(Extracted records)

____________

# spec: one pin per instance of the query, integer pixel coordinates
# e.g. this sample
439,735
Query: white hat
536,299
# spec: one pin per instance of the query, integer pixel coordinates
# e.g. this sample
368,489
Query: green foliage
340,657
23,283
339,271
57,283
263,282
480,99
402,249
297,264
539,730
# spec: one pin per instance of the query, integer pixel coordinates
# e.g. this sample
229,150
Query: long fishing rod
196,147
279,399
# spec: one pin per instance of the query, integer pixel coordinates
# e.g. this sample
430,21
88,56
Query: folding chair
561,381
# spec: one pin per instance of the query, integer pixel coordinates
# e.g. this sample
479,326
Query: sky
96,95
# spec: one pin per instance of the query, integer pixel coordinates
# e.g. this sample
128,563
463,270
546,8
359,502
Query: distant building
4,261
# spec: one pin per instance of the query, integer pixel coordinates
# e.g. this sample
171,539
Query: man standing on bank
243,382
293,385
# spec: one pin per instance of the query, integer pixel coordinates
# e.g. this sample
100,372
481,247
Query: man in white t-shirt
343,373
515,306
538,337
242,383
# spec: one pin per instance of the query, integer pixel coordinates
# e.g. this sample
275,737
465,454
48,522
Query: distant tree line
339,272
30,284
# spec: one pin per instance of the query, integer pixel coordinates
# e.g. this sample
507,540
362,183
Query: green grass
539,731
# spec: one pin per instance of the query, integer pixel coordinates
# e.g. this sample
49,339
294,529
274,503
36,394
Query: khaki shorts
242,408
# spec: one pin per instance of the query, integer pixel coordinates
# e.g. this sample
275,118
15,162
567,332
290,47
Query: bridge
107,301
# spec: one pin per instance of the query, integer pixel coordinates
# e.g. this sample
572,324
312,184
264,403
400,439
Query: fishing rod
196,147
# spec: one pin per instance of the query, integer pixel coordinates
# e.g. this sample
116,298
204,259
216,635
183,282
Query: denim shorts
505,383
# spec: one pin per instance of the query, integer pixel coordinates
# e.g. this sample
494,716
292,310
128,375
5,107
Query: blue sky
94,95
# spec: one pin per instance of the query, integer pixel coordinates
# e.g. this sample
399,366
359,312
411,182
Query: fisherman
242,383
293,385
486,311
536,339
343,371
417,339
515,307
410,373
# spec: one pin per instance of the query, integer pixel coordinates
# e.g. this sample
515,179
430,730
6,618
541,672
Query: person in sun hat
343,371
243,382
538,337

____________

Aim: Repeat the lines above exactly.

Exercise response:
# spec: one pin per instance of the query, integer pixel coordinates
# e.g. this sample
439,735
Query: white hat
536,299
# spec: one pin per instance of the query, integer pixel coordinates
# e.g. this sample
368,489
Query: green foliage
340,657
23,283
339,271
57,283
263,282
480,99
402,249
297,264
539,730
# spec: one pin per instance of the query, integer pixel coordinates
# e.g. this sample
229,150
Query: long fishing rod
196,147
279,399
# spec: one pin per instance of the query, integer pixel coordinates
# e.g. this sample
430,21
88,56
Query: folding chair
561,381
# spec: one pin per instance of the query, integer pixel coordinates
# e.g. this sample
479,326
Query: sky
96,95
# spec: one pin per instance of the query, integer pixel coordinates
# e.g. this sample
128,563
463,270
546,8
359,502
Query: distant building
4,261
# spec: one pin per instance of the query, integer pixel coordinates
# e.g. this sample
171,539
Query: man standing on bank
243,382
293,385
# spec: one pin per instance of the query, integer pixel coordinates
# e.g. this sample
100,372
481,247
Query: man in white t-shirt
343,373
515,306
538,337
242,383
# spec: one pin per instance of the query, integer pixel coordinates
# e.g. this sample
275,737
465,454
48,522
Query: distant tree line
339,272
30,284
# spec: one pin per instance of the query, integer pixel coordinates
# e.g. this sample
507,540
362,183
Query: green grass
539,731
# spec: one pin per instance of the query, integer pixel coordinates
# e.g. this sample
49,339
294,529
274,503
36,394
Query: khaki shorts
242,408
# spec: one pin per instance of the query, integer pixel coordinates
# e.g. this sample
275,118
15,162
567,332
290,47
Query: bridge
107,301
# spec: one pin per instance of the query, integer pixel coordinates
# e.g. this sample
572,324
312,184
264,403
400,439
Query: fishing rod
196,147
# spec: one pin per instance of the query, integer pixel coordinates
# e.g. this sample
116,298
204,259
216,635
183,282
Query: denim shorts
505,383
# spec: one pin per instance of the query, integer pixel coordinates
# e.g. this sample
494,716
292,310
128,375
5,107
Query: blue sky
94,95
# spec: one pin per instance of the query, integer pixel coordinates
# e.g. this sample
399,366
359,312
411,182
Query: fisherman
242,383
293,385
486,311
536,339
343,371
417,339
515,307
410,373
# spec: one pin per instance of the query, integer pixel coordinates
# e.g. this sample
515,179
430,730
6,618
541,672
Query: person in sun hat
343,371
243,382
538,337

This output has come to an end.